-- Material provided follows --
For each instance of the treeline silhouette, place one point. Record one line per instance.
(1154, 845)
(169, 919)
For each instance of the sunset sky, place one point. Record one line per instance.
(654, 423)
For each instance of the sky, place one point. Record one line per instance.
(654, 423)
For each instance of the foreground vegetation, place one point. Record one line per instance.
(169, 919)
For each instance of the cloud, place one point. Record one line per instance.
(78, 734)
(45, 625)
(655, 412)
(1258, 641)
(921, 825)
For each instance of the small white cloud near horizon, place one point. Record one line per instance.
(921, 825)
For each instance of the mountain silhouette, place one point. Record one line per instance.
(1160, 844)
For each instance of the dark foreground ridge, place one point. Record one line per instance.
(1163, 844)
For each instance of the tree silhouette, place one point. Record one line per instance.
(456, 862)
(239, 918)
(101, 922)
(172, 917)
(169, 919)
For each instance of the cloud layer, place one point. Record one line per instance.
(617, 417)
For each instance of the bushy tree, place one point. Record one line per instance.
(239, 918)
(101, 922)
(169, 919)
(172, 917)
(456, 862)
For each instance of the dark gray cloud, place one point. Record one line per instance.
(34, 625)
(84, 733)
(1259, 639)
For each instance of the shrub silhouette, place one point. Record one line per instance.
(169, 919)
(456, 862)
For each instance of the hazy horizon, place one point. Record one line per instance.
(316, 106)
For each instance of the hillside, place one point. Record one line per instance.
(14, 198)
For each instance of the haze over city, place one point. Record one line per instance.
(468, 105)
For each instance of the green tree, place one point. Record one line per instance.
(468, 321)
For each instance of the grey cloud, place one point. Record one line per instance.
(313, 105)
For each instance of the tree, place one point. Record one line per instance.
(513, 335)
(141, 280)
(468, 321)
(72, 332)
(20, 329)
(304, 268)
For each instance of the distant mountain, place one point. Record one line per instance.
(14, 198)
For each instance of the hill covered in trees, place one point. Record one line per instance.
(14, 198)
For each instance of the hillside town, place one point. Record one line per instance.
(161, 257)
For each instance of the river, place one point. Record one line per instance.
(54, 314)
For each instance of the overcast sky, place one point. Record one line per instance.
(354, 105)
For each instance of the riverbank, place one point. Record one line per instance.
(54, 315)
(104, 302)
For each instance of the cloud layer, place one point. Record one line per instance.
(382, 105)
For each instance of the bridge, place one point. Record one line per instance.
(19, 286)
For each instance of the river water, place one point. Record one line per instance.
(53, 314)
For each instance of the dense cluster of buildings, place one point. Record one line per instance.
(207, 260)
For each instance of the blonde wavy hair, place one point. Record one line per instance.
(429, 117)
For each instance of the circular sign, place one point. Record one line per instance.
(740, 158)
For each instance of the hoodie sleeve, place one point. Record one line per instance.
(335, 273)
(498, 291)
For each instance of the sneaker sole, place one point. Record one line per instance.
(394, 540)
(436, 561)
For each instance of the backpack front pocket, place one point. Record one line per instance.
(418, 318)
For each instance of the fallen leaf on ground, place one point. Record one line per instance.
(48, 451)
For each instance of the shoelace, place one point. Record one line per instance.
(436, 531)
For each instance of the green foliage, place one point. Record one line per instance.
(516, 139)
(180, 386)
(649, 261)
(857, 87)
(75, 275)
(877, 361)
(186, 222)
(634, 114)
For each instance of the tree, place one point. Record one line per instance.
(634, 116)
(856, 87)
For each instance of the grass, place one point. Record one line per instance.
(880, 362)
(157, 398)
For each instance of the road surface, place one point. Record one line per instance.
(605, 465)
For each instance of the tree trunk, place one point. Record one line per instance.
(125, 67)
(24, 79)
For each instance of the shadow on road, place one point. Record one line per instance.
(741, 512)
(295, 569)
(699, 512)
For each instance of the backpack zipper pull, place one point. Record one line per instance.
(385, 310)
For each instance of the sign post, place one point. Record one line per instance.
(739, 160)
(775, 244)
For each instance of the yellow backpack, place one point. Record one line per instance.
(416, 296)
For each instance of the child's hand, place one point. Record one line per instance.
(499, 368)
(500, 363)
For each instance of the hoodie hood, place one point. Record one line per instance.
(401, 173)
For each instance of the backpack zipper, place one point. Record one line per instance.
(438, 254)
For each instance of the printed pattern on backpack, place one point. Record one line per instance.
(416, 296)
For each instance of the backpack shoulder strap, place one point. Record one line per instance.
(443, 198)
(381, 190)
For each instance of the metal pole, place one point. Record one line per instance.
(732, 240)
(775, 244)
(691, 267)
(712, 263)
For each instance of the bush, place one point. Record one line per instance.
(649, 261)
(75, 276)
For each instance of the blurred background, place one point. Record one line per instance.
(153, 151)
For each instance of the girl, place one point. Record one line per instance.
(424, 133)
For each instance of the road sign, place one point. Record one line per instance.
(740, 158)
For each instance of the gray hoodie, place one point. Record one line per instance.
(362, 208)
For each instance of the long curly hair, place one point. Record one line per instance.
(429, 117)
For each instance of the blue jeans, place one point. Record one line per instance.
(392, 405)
-- Material provided concluded --
§ Directions for this task
Go through the data and copy each line exactly as it reads.

§ Result of this task
For each instance of the treeline silhouette, place one point. Record one line per instance.
(1154, 845)
(169, 919)
For each instance of the sunset sky, place one point. Record one line per instance.
(654, 423)
For each instance of the sky, place one point. Record one line per instance.
(654, 423)
For each instance of the foreground vegetation, place one point. Record one line per instance.
(169, 919)
For each instance of the cloud, place one point. Record one line per instance.
(78, 734)
(45, 625)
(655, 412)
(1258, 641)
(921, 825)
For each instance of the small white cloud near horizon, place one point. Record one line per instance.
(921, 825)
For each instance of the mountain silhouette, place one point. Record one line per instance.
(1160, 844)
For each instance of the dark foreground ridge, place one point. Record one line per instance.
(1163, 844)
For each instance of the tree silhouette, place one point. Record one line per instance.
(456, 862)
(239, 918)
(101, 922)
(172, 917)
(169, 919)
For each instance of the cloud layer, place one point. Record one line per instance.
(617, 417)
For each instance of the bushy tree, place one point. Record one line per instance.
(239, 918)
(101, 922)
(169, 919)
(172, 917)
(456, 862)
For each instance of the dark gray cloud, place one point. Record one line per instance.
(34, 625)
(84, 733)
(1259, 639)
For each instance of the shrub silhouette, place one point. Record one line per instance.
(169, 919)
(456, 862)
For each instance of the hazy horizon, place one point. Record one line per instance.
(316, 106)
For each instance of the hillside, place one point. Record one line per instance.
(14, 198)
For each instance of the haze over city, place one point. Record one line per instance.
(468, 105)
For each instance of the green tree, place one point. Record one line per instance.
(468, 321)
For each instance of the grey cloud, place one point. Record one line per instance.
(313, 105)
For each instance of the tree, place one point. Record one line per instance.
(513, 335)
(141, 280)
(468, 321)
(72, 332)
(20, 329)
(304, 268)
For each instance of the distant mountain, place one point. Record one line per instance.
(14, 198)
For each instance of the hill covered in trees, place one point. Record one line per instance.
(14, 198)
For each instance of the hillside town, place one point. Record one line per instance.
(161, 257)
For each instance of the river, place one point. Record one line per instance.
(54, 314)
For each instance of the overcast sky, place one point. Record one line per instance.
(354, 105)
For each instance of the riverbank, place one point. Record one line per instance.
(54, 315)
(104, 302)
For each instance of the cloud layer, place one point. Record one line per instance.
(382, 105)
For each instance of the bridge, place one point. Record one line per instance.
(19, 286)
For each instance of the river water, place one point. Record one line per instance.
(53, 314)
For each instance of the dense cluster of buildings, place one point. Record one line per instance.
(207, 260)
For each instance of the blonde wavy hair, place one point. Record one line per instance.
(429, 117)
For each instance of the circular sign, place one point. Record one line per instance.
(740, 158)
For each instance of the hoodie sleeve, place one point. Record one line per instance.
(335, 273)
(498, 291)
For each instance of the sneaker sole, place one point. Record one line per instance.
(394, 540)
(436, 561)
For each instance of the backpack front pocket, place one point. Record one line per instance.
(418, 318)
For each instance of the fallen leaf on ground, place one point. Record one line per instance.
(48, 451)
For each instance of the shoelace, place one point. Record one line per instance.
(436, 531)
For each instance of the green foliage, place one point. Record one line per instance.
(516, 139)
(180, 386)
(649, 261)
(857, 87)
(75, 275)
(877, 361)
(186, 222)
(634, 114)
For each instance of the tree, place one point. Record one line per instance.
(634, 116)
(856, 87)
For each instance of the grass, place one point. Record one line per instance.
(880, 362)
(157, 398)
For each instance of the road surface, place one point. Record one line per instance.
(605, 465)
For each instance of the tree trunk, place one point. Record one line per instance.
(125, 67)
(24, 79)
For each instance of the shadow on road, place one point. Record one line per instance.
(741, 512)
(295, 569)
(699, 512)
For each instance of the backpack zipper pull, place one point. Record one line per instance.
(385, 310)
For each instance of the sign post, place one point. Record one line per instance.
(739, 160)
(775, 244)
For each instance of the yellow backpack, place one point. Record one line per instance.
(416, 296)
For each instance of the child's hand, place one point. Record one line per instance.
(499, 368)
(500, 363)
For each instance of the hoodie hood, place one point. Record one line per instance.
(401, 173)
For each instance of the backpack zipper, place one point. Record one line per instance.
(438, 254)
For each instance of the printed pattern on backpack, place one point. Record one line per instance.
(416, 296)
For each instance of the backpack shoulder strap, place one point. Record one line per instance.
(443, 198)
(381, 190)
For each instance of the metal pole, place one point. Record one line per instance.
(732, 240)
(775, 244)
(691, 267)
(712, 263)
For each instance of the bush, place one point. Record one line per instance.
(649, 261)
(75, 276)
For each instance of the blurred background, place one point. Record one line per instance.
(153, 151)
For each instance of the girl, place one point. Record one line per instance.
(424, 133)
For each instance of the road sign, place one point. Record one line per instance.
(740, 158)
For each instance of the gray hoodie, place one point. Record one line per instance.
(362, 208)
For each instance of the long curly hair, place one point. Record one line per instance.
(429, 117)
For each instance of the blue jeans, place one point. Record one line per instance.
(392, 405)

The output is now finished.